## Text section
Public health outcomes following the implementation of national food fortification programs and results of micronutrient supplement trials lend further support for the role of nutrition in reducing mental illness. As of 2011, fortification of food supplies, particularly in developing countries, has dramatically lowered malnutrition rates and micronutrient deficiencies from 27% to 14%. Notably, low zinc, magnesium, and iron status, often associated with ADHD, are significantly improved through both increased dietary quantity and quality (Beal et al., 2017). Many studies have demonstrated improved cognition, mood, and behavior in both children and adults treated with micronutrient supplements (Gordon et al., 2015; Rucklidge et al., 2011).


Growing Use and Reliance on Pharmacology

ADHD medications are a global boon, with prescription rates and spending around the world rising three- and nine-fold, respectively, since the 1990s. Indeed, use of these medications is directly correlated with national GDP, reinforcing the profitable medicalization of ADHD (Scheffler et al., 2007). With the US taking the lead in medication use, Europe has quickly followed suit, with prescriptions rising between 10% and 300% (Bachmann et al., 2017; Furu et al., 2017). Standard care involves a cascade of consensus in which a spectrum of symptoms and situations is neatly lumped under a subjective umbrella and treated with a few lucrative drugs (Hoffer, 2008). Despite an all-time high of psychiatric drug treatments, a multitude of research shows that current ADHD medications are ineffective in at least half of patients (Marx et al., 2017; Rodriguez, 2017).

## Material supplied
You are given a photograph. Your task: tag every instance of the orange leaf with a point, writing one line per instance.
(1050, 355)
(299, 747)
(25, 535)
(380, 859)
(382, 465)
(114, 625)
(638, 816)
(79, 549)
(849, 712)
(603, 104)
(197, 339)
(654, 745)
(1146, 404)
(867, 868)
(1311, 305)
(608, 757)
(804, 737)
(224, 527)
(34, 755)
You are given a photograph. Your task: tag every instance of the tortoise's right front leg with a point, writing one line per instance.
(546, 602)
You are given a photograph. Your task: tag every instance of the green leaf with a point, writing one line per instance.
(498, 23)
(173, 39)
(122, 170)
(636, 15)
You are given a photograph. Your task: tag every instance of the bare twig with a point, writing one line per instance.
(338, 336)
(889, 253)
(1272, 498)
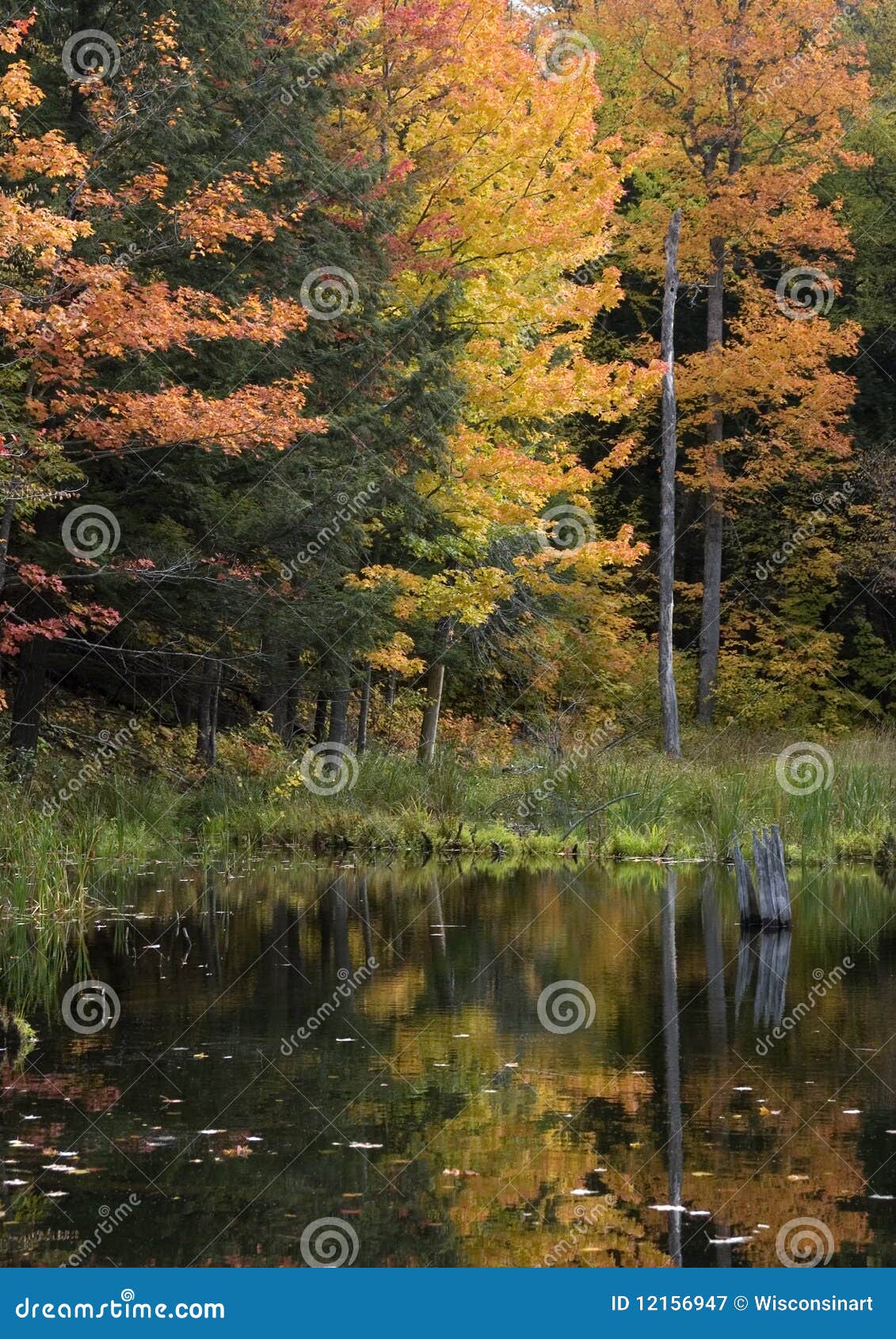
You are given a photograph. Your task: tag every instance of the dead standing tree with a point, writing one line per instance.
(669, 696)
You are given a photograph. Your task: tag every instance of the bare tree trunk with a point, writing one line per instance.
(667, 692)
(27, 704)
(430, 727)
(711, 612)
(675, 1143)
(319, 727)
(6, 528)
(339, 710)
(363, 712)
(207, 721)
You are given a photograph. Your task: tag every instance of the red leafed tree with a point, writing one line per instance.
(75, 320)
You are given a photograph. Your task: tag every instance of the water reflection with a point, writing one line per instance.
(426, 1102)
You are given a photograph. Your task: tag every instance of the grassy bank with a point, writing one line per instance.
(840, 805)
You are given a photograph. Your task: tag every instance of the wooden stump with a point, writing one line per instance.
(768, 902)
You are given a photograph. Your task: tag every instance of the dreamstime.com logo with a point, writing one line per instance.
(114, 1310)
(329, 1244)
(330, 292)
(566, 528)
(804, 768)
(562, 54)
(90, 531)
(329, 769)
(804, 1243)
(566, 1006)
(89, 1007)
(804, 293)
(91, 55)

## Task set
**A)** In the text on nutrition and ADHD medications, by what factor has worldwide spending on ADHD medications risen since the 1990s?
**B)** Print the part of the text on nutrition and ADHD medications that opens with the words containing "ADHD medications are a" and closes with "2017; Rodriguez, 2017).".
**C)** Summarize the text on nutrition and ADHD medications in two sentences.

## Task results
**A)** Spending has risen nine-fold.

**B)**
ADHD medications are a global boon, with prescription rates and spending around the world rising three- and nine-fold, respectively, since the 1990s. Indeed, use of these medications is directly correlated with national GDP, reinforcing the profitable medicalization of ADHD (Scheffler et al., 2007). With the US taking the lead in medication use, Europe has quickly followed suit, with prescriptions rising between 10% and 300% (Bachmann et al., 2017; Furu et al., 2017). Standard care involves a cascade of consensus in which a spectrum of symptoms and situations is neatly lumped under a subjective umbrella and treated with a few lucrative drugs (Hoffer, 2008). Despite an all-time high of psychiatric drug treatments, a multitude of research shows that current ADHD medications are ineffective in at least half of patients (Marx et al., 2017; Rodriguez, 2017).

**C)** Food fortification programs and micronutrient supplement trials support a role for nutrition in reducing mental illness, having lowered malnutrition rates and improved cognition, mood, and behavior. Meanwhile, prescriptions of and spending on ADHD medications have climbed sharply worldwide, although research shows these drugs are ineffective in at least half of patients.